Extract:
'''
Turtlewings à Bruxelles

Testimonial by Michelle Uthurry, Coordinator at Accueil Temps Libre (ATL)

When Jules asked me to write about the Turtlewings project, several memories of this extraordinary place returned.

When I first walked through the door of Turtlewings in Schaerbeek in 2012, my heart started to beat a little harder, and a poem by Loris Malaguzzi (founder of the Reggio Approach to learning) returned to my memory. I had visited Reggio Schools in Italy a few years before, and it left a lasting impression on me.

"The child is made of a hundred,

The child has a hundred languages,

A hundred hands

A hundred thoughts

A hundred ways of playing and speaking

A hundred, always a hundred

Ways of listening

To be amazed and to love

A hundred joys to sing and understand

A hundred worlds to discover

A hundred worlds to invent

A hundred worlds to dream

The child has a hundred languages

But ninety-nine are stolen from him..."

From Reggio Emilia to Turtlewings, Schaerbeek, a bridge was born and joined a network of educational movements convinced by the idea that children, full of childhood energy, can draw indefinitely on their potential to build their vision of the world while being accompanied by thoughtful adults, with the skills of listening and observation.

My work at the time was at Accueil Temps Libre (ATL), managing centres in Schaarbeek that welcomed children during their free time. When I discovered Turtlewings, they were already on an innovative path. They became a generous and enthusiastic partner of ATL for several years.

But what was so different behind the doors of Turtlewings?

Like Loris Malaguzzi, I want to answer: A HUNDRED!

A hundred subtle aesthetic hands-on experiences for all the senses: of light and shadows, of the visible and the hidden, open spaces and secret refuges, silhouettes in shadow, natural elements, objects staged to tell endless stories, futuristic constructions, inhabited ceilings and a treasure cellar.
'''
Available data:
'''
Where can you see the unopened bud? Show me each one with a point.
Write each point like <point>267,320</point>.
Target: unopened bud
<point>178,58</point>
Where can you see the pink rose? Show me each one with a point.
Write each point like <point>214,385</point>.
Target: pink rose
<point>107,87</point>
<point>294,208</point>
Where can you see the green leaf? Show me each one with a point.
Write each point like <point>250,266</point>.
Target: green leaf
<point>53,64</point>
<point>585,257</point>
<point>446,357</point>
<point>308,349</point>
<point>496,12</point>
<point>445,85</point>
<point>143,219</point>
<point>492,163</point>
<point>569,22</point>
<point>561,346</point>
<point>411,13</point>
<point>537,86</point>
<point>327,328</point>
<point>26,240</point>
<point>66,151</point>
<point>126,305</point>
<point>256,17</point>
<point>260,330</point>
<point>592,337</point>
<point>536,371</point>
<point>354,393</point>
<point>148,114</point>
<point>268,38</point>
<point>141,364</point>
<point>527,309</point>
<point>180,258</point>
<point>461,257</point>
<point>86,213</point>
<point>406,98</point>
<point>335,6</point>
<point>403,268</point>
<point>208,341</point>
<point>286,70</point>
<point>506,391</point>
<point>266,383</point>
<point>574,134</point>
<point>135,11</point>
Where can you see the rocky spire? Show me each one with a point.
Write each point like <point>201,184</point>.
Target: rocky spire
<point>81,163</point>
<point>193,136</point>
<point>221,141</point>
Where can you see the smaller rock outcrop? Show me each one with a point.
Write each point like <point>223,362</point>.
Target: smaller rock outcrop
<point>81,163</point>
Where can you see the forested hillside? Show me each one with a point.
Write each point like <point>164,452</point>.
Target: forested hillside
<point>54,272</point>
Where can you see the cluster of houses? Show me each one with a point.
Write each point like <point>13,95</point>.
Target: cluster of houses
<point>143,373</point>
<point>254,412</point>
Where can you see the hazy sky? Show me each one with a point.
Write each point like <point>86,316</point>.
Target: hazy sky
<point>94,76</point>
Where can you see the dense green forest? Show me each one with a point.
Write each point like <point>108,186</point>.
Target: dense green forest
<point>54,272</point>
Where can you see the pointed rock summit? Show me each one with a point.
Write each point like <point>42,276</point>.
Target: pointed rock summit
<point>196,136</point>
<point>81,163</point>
'''
What you need to do: Continue the Turtlewings testimonial from its final sentence, in the same voice and style.

Expected output:
In this place, objects came to life, thoughts were put in motion, and meaning was given to feelings. It is difficult to describe the abundance of creative energy within Turtlewings because it was both a personal and a collective process nourished by each individual, interacting with others and the environment that sustained it.

I observed an authentic environment designed for all, enjoying the freedom of movement, individuals enveloped in moments of great intensity, and very young children sharing mature words during collective moments. From encounters between shapes, colours, and textures. Creating stories to tell and listen to. Imagining and reading the world together, the one we see and the one we make or dream of.

It was in these powerful moments that each child, each person, could dare to grow and know themselves a little better. What also allowed this was the absence of models, judgments, and tightly defined objectives, which all channel imagination and limit creativity.

Ahead of its time, Turtlewings recovered industrial scraps and patiently built up an incredible repository of one of kind reuse materials and objects, a source of inspiration for all educative and creative adventures. The basement (A rainbow cellar called REcircle) was conceived as a place of resources where a whole world of objects and textures were sorted by colour.

One evening, the Turtlewings team invited a hundred educators to discover their project and premises. An alley of shoes was laid on the ground to welcome and guide the guests from the street to the front door, but these shoes did not go in pairs. The shoes had been collected because of a manufacturing error, and only one of each model was for the right or left foot.

Participants were asked to create a performance in small groups during the evening. The task was to illustrate a scientific fact the audience had to guess. Like "How long is a Cameleons tongue?" We explored the basement of treasures and found everything necessary to illustrate our facts. I still remember very clearly the jubilant atmosphere and the enthusiasm of everyone in this moment of collective intelligence that was both humorous and...scientific.

In parallel to my Accueil Temps Libre (ATL) coordinator job, I was also a social and professional integration trainer. I accompanied a group to Turtlewings that wanted to work in the childcare sector. Most of them came from the Maghreb and sub-Saharan Africa. They were invited to explore the different spaces in a very accessible and spontaneous way.

Afterwards, they exchanged what they had experienced. Many expressed the joy of reconnecting to their childhood through manipulating objects, as they had in their home countries, from games they made and stories they invented. That moment when they gave free rein to their imagination and creativity was worth as much as the theory they were learning in formal settings.

I will end with another Loris Malaguzzi's poem:

"They say to the child...

That the game and the work

Reality and fantasy

Science and imagination

Heaven and earth

Reason and dream

Are things that do not go together

We tell him in short

That a hundred does not exist

And the child says

But it does! One hundred exists!"

And at Turtlewings, even more, than a hundred was true!